#### EXERCISE REQUIREMENTS:
Start at the line that contains "Could you please outline every instance of the tan" and stop at the end of the material. Give those lines again, requests included, and multiply every outline coordinate in the answers by 0.35, rounding to whole numbers with halves going up; return nothing outside that span.
□ □ □ □
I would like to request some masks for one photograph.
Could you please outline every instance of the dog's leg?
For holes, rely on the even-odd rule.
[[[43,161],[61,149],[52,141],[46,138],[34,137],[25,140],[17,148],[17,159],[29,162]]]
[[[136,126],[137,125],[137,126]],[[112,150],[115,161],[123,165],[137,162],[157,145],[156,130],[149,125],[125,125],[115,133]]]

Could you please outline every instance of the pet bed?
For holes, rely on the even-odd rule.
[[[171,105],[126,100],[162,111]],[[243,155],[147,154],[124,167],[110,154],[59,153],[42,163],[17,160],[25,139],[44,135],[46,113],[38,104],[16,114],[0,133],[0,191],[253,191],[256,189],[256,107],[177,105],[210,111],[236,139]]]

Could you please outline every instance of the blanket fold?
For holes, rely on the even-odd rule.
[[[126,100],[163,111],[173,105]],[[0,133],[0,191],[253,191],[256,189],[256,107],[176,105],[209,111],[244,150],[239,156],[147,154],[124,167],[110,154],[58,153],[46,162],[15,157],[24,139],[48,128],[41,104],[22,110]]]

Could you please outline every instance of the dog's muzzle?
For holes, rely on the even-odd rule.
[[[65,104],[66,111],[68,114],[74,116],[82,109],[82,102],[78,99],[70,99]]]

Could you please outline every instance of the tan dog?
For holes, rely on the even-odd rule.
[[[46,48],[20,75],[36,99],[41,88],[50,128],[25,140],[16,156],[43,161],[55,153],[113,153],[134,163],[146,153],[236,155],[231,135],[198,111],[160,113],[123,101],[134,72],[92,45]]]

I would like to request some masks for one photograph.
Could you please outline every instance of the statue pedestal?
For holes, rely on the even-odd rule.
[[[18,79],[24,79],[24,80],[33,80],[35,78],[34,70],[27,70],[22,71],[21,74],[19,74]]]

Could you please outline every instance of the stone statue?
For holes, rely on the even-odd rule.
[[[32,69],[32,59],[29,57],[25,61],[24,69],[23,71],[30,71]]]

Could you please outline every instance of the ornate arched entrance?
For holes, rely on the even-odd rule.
□ □ □ □
#### TASK RESULT:
Could you please outline every instance of the tan dog?
For holes, rely on the even-odd rule.
[[[16,17],[7,26],[13,35],[14,31],[18,45],[9,49],[6,55],[15,56],[19,54],[40,54],[47,57],[51,54],[83,54],[81,47],[69,39],[56,40],[43,35],[47,25],[32,16]]]

I would like to request some masks for one photograph.
Could you please outline every instance of the statue pedestal?
For holes, rely on the even-odd rule.
[[[6,28],[8,28],[8,28],[12,28],[12,27],[12,25],[9,25],[8,25],[7,26],[7,26]]]

Could you please outline every instance of the stone statue?
For holes, rely on the even-odd rule.
[[[11,24],[11,21],[10,20],[9,21],[8,24],[8,25],[11,25]]]

Could you please outline every instance of the ornate arched entrance?
For holes, rely on the even-odd rule.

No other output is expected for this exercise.